### Assignment
Each entry shown below is to be reproduced exactly.

### Data shown
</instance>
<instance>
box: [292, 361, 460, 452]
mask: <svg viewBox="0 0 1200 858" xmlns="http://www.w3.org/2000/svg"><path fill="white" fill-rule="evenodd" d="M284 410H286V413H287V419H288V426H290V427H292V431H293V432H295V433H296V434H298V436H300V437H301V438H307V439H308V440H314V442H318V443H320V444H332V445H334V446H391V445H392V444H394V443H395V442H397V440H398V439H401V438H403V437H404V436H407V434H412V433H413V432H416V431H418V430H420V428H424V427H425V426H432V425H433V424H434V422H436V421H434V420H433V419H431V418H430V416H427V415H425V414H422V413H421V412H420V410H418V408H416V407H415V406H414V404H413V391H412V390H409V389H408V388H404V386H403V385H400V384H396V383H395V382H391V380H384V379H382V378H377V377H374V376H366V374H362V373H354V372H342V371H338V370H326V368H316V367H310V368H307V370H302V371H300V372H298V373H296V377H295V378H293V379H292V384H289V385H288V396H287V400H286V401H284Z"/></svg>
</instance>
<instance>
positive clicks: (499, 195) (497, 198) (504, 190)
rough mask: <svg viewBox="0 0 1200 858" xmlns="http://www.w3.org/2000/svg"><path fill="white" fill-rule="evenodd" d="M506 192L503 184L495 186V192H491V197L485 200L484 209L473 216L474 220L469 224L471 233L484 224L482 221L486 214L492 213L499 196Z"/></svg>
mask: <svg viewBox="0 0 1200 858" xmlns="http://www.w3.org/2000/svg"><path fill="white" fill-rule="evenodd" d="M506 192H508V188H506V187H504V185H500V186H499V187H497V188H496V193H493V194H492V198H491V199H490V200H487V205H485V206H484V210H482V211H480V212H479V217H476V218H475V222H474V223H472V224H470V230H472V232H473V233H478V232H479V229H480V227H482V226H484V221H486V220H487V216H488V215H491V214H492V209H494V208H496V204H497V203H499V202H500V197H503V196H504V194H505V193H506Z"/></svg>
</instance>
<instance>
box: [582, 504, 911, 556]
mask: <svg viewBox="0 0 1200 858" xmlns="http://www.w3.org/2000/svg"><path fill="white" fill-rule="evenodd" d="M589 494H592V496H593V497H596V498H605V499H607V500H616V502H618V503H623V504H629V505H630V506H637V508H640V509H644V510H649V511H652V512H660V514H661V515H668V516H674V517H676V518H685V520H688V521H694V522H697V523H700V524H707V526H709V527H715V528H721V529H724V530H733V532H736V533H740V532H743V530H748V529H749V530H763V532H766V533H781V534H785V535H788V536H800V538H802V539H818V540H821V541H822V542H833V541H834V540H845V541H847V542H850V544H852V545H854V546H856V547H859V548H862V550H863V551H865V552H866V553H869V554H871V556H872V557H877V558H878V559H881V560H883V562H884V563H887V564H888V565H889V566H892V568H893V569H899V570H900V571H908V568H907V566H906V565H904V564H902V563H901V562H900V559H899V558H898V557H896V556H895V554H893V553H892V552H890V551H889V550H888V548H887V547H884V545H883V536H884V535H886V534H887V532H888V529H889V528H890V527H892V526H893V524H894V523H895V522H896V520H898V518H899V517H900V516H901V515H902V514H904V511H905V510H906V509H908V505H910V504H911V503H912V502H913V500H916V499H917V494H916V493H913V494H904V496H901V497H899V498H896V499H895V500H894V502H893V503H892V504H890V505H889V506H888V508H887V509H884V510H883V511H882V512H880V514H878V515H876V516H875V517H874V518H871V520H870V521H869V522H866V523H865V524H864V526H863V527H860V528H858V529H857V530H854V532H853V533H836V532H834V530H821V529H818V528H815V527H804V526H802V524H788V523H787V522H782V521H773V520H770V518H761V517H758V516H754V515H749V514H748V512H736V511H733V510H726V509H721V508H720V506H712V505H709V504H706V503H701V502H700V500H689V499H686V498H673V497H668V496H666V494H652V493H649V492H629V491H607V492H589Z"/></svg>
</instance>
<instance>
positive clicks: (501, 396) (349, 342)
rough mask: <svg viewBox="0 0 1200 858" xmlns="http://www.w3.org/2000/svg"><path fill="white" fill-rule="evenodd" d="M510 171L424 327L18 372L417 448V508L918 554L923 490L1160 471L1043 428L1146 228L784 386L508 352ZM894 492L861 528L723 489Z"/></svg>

### Task answer
</instance>
<instance>
box: [292, 361, 460, 452]
mask: <svg viewBox="0 0 1200 858" xmlns="http://www.w3.org/2000/svg"><path fill="white" fill-rule="evenodd" d="M284 410H286V413H287V419H288V426H290V427H292V431H293V432H295V433H296V434H298V436H300V437H301V438H307V439H308V440H314V442H318V443H320V444H332V445H334V446H391V445H392V444H394V443H395V442H397V440H398V439H401V438H403V437H404V436H407V434H412V433H413V432H416V431H418V430H420V428H424V427H425V426H432V425H433V424H434V422H436V421H434V420H433V419H431V418H430V416H427V415H425V414H422V413H421V412H420V410H418V408H416V407H415V406H414V404H413V391H412V390H409V389H408V388H404V386H403V385H400V384H396V383H395V382H391V380H384V379H382V378H377V377H374V376H366V374H362V373H354V372H342V371H338V370H326V368H316V367H310V368H307V370H302V371H300V372H298V373H296V377H295V378H293V379H292V384H289V385H288V396H287V400H286V401H284Z"/></svg>
</instance>
<instance>
positive clicks: (499, 195) (497, 198) (504, 190)
rough mask: <svg viewBox="0 0 1200 858" xmlns="http://www.w3.org/2000/svg"><path fill="white" fill-rule="evenodd" d="M506 192L503 184L495 186V192H491V197L485 200L484 209L473 216L474 220L469 224L471 233L484 224L482 221L486 214L492 213L499 196Z"/></svg>
mask: <svg viewBox="0 0 1200 858" xmlns="http://www.w3.org/2000/svg"><path fill="white" fill-rule="evenodd" d="M506 192H508V188H506V187H504V185H500V186H499V187H497V188H496V193H493V194H492V198H491V199H490V200H487V205H485V206H484V210H482V211H480V212H479V217H476V218H475V222H474V223H472V224H470V230H472V232H473V233H478V232H479V229H480V227H482V226H484V221H486V220H487V216H488V215H491V214H492V209H494V208H496V204H497V203H499V202H500V197H503V196H504V194H505V193H506Z"/></svg>
</instance>
<instance>
box: [582, 504, 911, 556]
mask: <svg viewBox="0 0 1200 858" xmlns="http://www.w3.org/2000/svg"><path fill="white" fill-rule="evenodd" d="M589 494H592V496H593V497H596V498H605V499H607V500H616V502H618V503H623V504H629V505H630V506H637V508H640V509H644V510H649V511H652V512H660V514H661V515H668V516H674V517H676V518H685V520H688V521H694V522H697V523H700V524H707V526H709V527H715V528H721V529H724V530H733V532H736V533H740V532H743V530H748V529H749V530H763V532H766V533H781V534H785V535H788V536H800V538H802V539H818V540H821V541H822V542H833V541H834V540H845V541H847V542H850V544H852V545H854V546H856V547H859V548H862V550H863V551H865V552H866V553H869V554H871V556H872V557H877V558H878V559H881V560H883V562H884V563H887V564H888V565H889V566H892V568H893V569H899V570H900V571H908V568H907V566H906V565H904V564H902V563H901V562H900V559H899V558H898V557H896V556H895V554H893V553H892V552H890V551H889V550H888V548H887V547H884V545H883V536H884V535H886V534H887V532H888V529H889V528H890V527H892V526H893V524H894V523H895V522H896V520H898V518H899V517H900V516H901V515H902V514H904V511H905V510H906V509H908V505H910V504H911V503H912V502H913V500H916V499H917V494H916V493H913V494H904V496H901V497H899V498H896V499H895V500H894V502H893V503H892V504H890V505H889V506H888V508H887V509H884V510H883V511H882V512H880V514H878V515H876V516H875V517H874V518H871V520H870V521H869V522H866V523H865V524H864V526H863V527H860V528H858V529H857V530H854V532H853V533H836V532H834V530H821V529H818V528H815V527H804V526H802V524H788V523H787V522H782V521H773V520H770V518H761V517H758V516H754V515H749V514H748V512H736V511H733V510H726V509H721V508H720V506H712V505H709V504H706V503H701V502H700V500H689V499H686V498H673V497H668V496H666V494H652V493H649V492H629V491H607V492H589Z"/></svg>
</instance>
<instance>
positive clicks: (501, 396) (349, 342)
rough mask: <svg viewBox="0 0 1200 858" xmlns="http://www.w3.org/2000/svg"><path fill="white" fill-rule="evenodd" d="M510 171L424 327L18 372L417 448V508L918 554L923 490L1160 471L1043 428L1146 228L784 386L508 352ZM894 492L861 528L723 489Z"/></svg>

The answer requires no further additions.